▸ **ACTIVITY**: What you return should match the entries below exactly, only without the images.

___ EXERCISE INPUTS

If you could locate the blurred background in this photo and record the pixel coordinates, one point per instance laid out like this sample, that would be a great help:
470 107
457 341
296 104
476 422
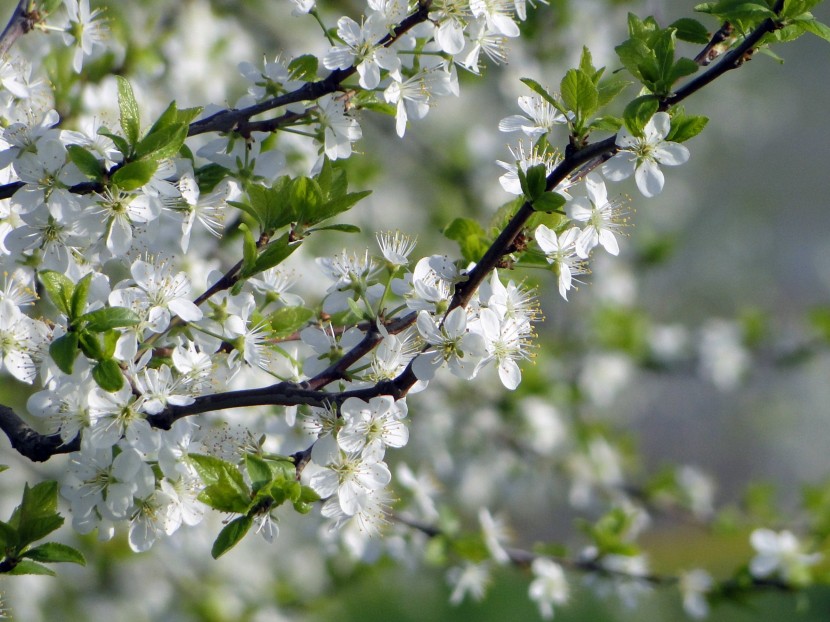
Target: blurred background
702 345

______

▸ **RESULT OF THE TASK**:
If you could locate the blurred background in this photo and record the pixel coordinates, one point per instance laid out like this sample, that would be a great help:
470 107
457 341
296 104
476 422
Target: blurred background
702 345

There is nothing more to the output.